Records for this exercise:
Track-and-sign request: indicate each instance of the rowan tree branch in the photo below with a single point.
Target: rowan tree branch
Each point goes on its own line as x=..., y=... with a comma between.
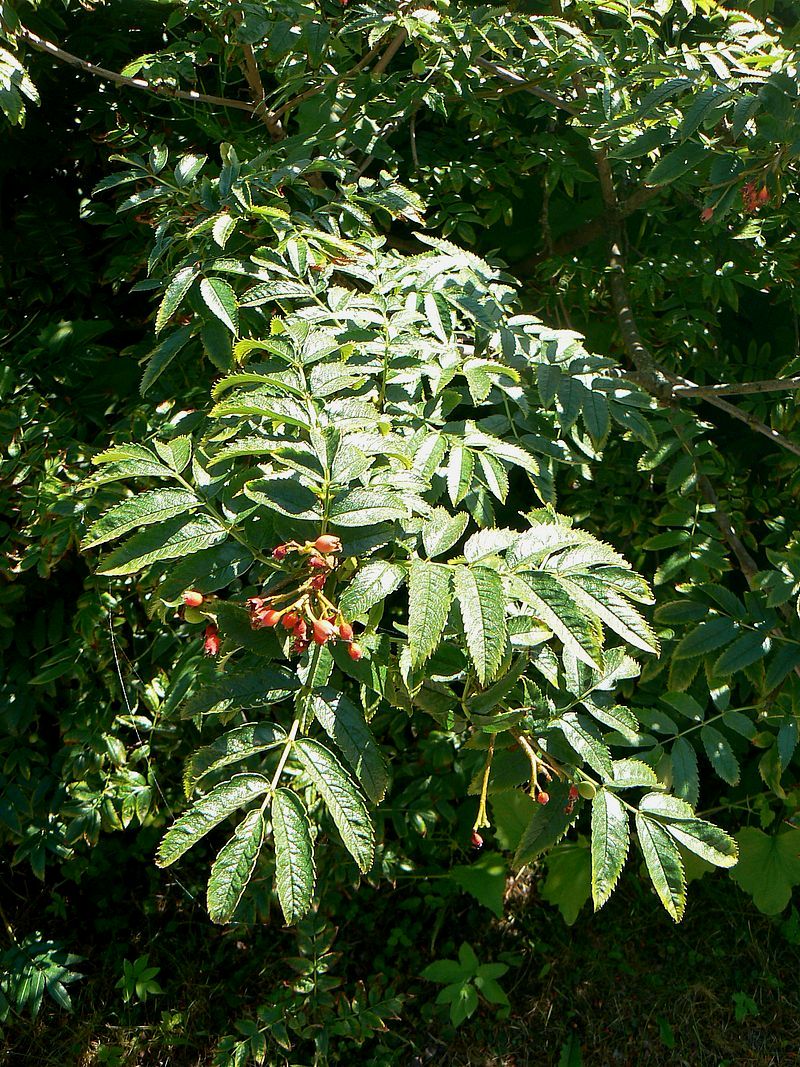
x=120, y=79
x=741, y=388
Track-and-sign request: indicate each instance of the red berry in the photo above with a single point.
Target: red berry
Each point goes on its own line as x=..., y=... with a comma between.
x=211, y=642
x=323, y=631
x=326, y=542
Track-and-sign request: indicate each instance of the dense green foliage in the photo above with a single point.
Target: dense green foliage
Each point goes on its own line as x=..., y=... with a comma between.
x=498, y=303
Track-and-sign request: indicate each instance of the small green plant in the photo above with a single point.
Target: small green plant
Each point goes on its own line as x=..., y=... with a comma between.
x=466, y=981
x=139, y=980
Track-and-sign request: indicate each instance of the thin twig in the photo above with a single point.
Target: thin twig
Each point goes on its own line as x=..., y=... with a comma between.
x=741, y=388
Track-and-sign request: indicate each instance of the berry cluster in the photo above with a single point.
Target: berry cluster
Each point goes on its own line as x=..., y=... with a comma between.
x=752, y=197
x=304, y=609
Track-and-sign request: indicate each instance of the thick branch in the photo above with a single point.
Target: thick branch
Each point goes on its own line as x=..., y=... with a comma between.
x=740, y=388
x=121, y=79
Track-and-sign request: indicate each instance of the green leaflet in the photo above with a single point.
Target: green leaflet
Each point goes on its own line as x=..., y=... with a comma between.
x=430, y=596
x=232, y=747
x=685, y=776
x=144, y=509
x=294, y=870
x=610, y=839
x=341, y=797
x=170, y=540
x=207, y=813
x=554, y=605
x=366, y=507
x=345, y=723
x=234, y=866
x=664, y=864
x=176, y=289
x=482, y=604
x=548, y=824
x=221, y=301
x=719, y=751
x=442, y=530
x=370, y=585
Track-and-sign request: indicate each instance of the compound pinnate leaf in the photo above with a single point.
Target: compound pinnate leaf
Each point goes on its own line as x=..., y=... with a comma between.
x=234, y=866
x=430, y=596
x=370, y=585
x=294, y=871
x=207, y=813
x=610, y=839
x=346, y=725
x=341, y=797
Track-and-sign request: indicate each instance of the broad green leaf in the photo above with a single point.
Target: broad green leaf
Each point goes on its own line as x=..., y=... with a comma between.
x=221, y=301
x=371, y=585
x=144, y=509
x=612, y=609
x=554, y=605
x=341, y=797
x=233, y=746
x=345, y=723
x=234, y=866
x=664, y=864
x=569, y=881
x=548, y=824
x=768, y=868
x=746, y=650
x=170, y=540
x=161, y=356
x=294, y=870
x=709, y=635
x=719, y=751
x=685, y=775
x=705, y=840
x=610, y=838
x=430, y=596
x=366, y=507
x=178, y=286
x=484, y=879
x=482, y=604
x=207, y=813
x=442, y=530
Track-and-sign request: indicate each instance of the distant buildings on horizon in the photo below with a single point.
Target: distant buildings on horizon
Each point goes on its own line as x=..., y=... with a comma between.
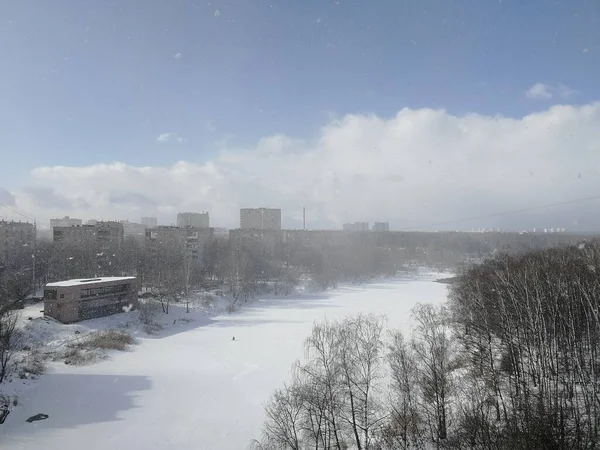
x=260, y=219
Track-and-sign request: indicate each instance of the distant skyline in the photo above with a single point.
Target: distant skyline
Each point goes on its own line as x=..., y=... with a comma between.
x=408, y=112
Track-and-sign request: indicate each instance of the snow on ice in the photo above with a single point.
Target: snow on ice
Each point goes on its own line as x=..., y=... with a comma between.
x=193, y=385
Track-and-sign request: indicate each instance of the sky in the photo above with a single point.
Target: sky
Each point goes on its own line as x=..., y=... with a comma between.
x=412, y=112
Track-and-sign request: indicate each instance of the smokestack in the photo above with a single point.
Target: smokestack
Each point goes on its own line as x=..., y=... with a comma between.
x=304, y=217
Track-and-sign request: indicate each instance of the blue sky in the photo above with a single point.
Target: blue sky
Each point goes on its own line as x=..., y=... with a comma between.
x=88, y=82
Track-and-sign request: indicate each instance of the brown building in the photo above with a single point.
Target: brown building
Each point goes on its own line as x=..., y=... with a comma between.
x=74, y=300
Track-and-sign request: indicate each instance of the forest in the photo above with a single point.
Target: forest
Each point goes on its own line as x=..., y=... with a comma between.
x=510, y=362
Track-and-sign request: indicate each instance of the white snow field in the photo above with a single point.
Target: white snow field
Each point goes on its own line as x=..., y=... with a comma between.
x=195, y=388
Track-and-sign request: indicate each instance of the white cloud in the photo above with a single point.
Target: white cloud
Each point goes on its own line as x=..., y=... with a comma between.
x=418, y=167
x=565, y=91
x=539, y=91
x=166, y=137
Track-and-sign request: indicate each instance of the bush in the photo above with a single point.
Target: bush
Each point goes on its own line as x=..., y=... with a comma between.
x=208, y=301
x=33, y=364
x=108, y=340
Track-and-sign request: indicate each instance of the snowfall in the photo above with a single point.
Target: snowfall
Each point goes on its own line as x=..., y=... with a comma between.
x=191, y=385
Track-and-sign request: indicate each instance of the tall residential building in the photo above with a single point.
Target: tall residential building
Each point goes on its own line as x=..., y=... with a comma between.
x=104, y=234
x=381, y=226
x=356, y=226
x=65, y=222
x=15, y=237
x=194, y=220
x=135, y=230
x=150, y=222
x=189, y=239
x=260, y=219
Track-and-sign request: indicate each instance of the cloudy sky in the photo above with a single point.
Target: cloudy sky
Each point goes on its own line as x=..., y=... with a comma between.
x=412, y=112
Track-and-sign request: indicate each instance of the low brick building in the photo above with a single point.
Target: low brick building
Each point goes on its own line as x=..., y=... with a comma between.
x=80, y=299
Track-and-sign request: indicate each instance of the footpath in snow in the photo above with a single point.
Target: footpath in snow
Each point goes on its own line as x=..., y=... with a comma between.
x=193, y=386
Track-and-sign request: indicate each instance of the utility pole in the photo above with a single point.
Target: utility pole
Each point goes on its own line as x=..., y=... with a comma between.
x=34, y=248
x=304, y=218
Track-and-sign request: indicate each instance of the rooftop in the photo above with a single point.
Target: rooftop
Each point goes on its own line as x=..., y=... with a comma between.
x=83, y=281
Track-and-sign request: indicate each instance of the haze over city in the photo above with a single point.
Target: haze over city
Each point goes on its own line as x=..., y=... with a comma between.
x=357, y=111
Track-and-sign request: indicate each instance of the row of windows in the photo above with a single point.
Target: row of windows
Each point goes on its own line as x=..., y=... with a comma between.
x=104, y=290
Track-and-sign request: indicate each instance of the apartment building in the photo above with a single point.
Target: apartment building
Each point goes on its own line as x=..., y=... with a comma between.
x=65, y=222
x=381, y=226
x=15, y=237
x=194, y=220
x=190, y=240
x=103, y=234
x=149, y=222
x=260, y=219
x=356, y=226
x=80, y=299
x=134, y=230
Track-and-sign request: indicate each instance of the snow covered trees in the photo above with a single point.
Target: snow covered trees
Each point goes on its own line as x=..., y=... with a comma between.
x=513, y=362
x=334, y=399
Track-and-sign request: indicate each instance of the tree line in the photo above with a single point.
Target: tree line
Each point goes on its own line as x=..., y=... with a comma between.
x=509, y=362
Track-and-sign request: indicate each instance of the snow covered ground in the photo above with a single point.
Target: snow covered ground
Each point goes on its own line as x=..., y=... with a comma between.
x=192, y=386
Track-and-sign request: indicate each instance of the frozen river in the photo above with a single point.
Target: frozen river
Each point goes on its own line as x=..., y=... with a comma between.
x=196, y=389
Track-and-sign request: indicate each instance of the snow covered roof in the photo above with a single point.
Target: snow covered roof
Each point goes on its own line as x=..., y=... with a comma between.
x=82, y=281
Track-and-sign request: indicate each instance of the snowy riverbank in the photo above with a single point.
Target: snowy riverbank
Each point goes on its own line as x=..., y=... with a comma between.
x=191, y=385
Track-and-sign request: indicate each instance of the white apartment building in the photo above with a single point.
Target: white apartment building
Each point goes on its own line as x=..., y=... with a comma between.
x=356, y=226
x=65, y=222
x=149, y=222
x=194, y=220
x=260, y=219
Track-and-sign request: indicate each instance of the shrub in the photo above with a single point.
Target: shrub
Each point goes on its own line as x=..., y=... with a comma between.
x=108, y=340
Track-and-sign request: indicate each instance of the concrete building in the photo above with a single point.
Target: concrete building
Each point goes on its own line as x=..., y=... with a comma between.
x=356, y=226
x=194, y=220
x=134, y=230
x=260, y=219
x=15, y=237
x=381, y=226
x=191, y=241
x=65, y=222
x=149, y=222
x=104, y=234
x=81, y=299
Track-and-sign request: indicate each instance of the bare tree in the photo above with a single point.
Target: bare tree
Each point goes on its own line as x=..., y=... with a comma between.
x=432, y=347
x=8, y=323
x=405, y=429
x=361, y=361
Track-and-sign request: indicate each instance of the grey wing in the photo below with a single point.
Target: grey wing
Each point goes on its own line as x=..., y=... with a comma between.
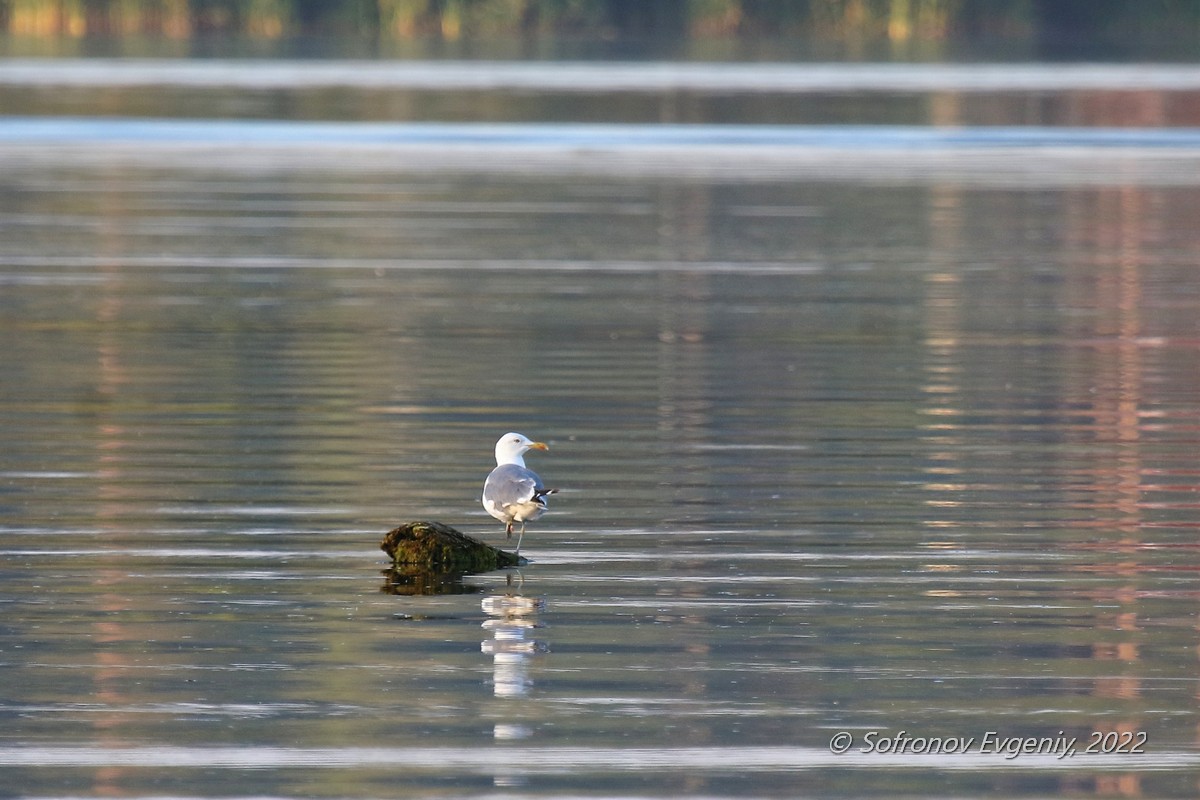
x=510, y=485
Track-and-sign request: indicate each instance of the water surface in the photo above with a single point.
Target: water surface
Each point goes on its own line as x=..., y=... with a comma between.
x=887, y=453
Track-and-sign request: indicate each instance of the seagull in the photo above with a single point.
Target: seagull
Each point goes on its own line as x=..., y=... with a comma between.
x=514, y=492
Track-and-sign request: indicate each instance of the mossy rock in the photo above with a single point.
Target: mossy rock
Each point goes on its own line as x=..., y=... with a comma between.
x=441, y=548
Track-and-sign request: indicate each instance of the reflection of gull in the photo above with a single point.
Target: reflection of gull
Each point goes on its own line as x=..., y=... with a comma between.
x=513, y=618
x=514, y=492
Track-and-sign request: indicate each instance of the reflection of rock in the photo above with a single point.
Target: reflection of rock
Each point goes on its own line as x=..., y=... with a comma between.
x=514, y=618
x=438, y=548
x=415, y=581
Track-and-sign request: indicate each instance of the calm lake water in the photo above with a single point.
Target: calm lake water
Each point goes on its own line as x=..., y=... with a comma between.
x=873, y=439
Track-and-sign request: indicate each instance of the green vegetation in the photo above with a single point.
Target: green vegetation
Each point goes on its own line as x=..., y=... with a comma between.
x=466, y=19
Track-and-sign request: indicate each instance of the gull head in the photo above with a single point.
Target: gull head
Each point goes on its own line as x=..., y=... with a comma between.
x=511, y=449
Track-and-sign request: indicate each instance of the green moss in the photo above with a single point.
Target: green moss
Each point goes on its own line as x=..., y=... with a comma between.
x=441, y=548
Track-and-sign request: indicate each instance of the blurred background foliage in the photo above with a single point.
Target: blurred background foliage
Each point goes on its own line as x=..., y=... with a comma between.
x=1059, y=20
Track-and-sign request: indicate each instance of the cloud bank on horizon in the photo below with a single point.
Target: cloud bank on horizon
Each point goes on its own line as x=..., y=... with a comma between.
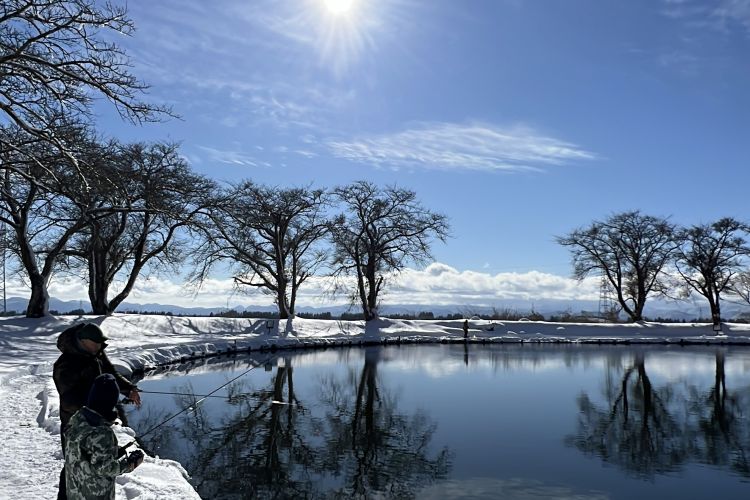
x=437, y=284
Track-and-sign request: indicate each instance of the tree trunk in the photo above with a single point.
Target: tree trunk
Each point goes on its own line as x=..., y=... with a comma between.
x=98, y=282
x=713, y=302
x=38, y=305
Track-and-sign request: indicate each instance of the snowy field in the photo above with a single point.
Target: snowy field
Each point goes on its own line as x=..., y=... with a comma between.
x=31, y=458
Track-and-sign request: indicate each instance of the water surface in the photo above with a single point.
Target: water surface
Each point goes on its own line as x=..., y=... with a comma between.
x=448, y=421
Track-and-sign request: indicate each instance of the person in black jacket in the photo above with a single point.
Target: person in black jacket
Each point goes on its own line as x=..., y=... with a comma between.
x=82, y=360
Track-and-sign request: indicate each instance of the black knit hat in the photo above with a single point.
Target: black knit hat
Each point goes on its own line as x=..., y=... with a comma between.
x=103, y=396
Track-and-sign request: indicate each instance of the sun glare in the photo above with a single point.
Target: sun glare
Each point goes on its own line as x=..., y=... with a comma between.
x=339, y=7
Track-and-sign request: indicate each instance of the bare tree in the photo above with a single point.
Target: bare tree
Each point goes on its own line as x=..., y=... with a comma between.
x=33, y=206
x=269, y=236
x=145, y=196
x=630, y=250
x=710, y=257
x=55, y=59
x=381, y=231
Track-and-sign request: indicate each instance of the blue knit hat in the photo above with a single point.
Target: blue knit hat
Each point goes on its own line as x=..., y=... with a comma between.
x=103, y=396
x=92, y=332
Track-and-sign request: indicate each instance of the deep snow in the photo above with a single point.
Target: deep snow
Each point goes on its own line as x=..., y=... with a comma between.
x=29, y=421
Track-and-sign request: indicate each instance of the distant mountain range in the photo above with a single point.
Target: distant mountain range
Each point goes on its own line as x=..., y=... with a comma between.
x=655, y=308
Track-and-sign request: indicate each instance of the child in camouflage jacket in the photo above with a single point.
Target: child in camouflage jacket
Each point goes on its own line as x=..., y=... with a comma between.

Given exercise: Set down exactly what runs from the line with "Track-and-sign request: indicate each instance of the person" to the last line of the data above, including both of those lines and no others.

Worked answer:
Track-and-sign request: indicate each instance of the person in black jacket in the photo above with a single point.
Target: person in black jacket
Each point goes on its own line as x=..., y=... with a comma between.
x=82, y=360
Track-and-sign request: indicate each instance of the black knit hat in the photo above with a single point.
Target: black knit hat
Each point goes on its own line as x=..., y=... with a comma between.
x=103, y=396
Track-and-sign request: indicate each instance of the sun glare in the photo above with a single point.
Target: sun glare
Each point goes on its own line as x=..., y=... with a comma between.
x=339, y=7
Track-and-sign request: indicate each instance of the bare tree in the photo above with a single point.
Target: bare tree
Each point goes on its own line as x=..., y=... with a comma between.
x=33, y=206
x=269, y=236
x=145, y=196
x=630, y=250
x=710, y=257
x=55, y=59
x=381, y=231
Track-and-sign request: indicate each instance of the blue knit hat in the photo above with a single point.
Target: blue knit hat
Each point goes on its own line as x=..., y=... with a comma between.
x=103, y=396
x=92, y=332
Track-and-sign request: indicate each instance of the deep snow in the photo above with a single point.
Target: deep snow
Each point goes on its own line as x=..., y=... with a comma between.
x=29, y=421
Track-and-sign request: indicate each instance of the distant mountain range in the photo above with a single point.
Target: distant mountain range
Each point goes on its own line as x=..., y=... with a comma between.
x=655, y=308
Track-and-sign request: indicate each instance of the child in camouflage jacket in the photo above with a single point.
Target: child in camouflage jacket
Each point goes on its own line as x=..., y=... with a comma between.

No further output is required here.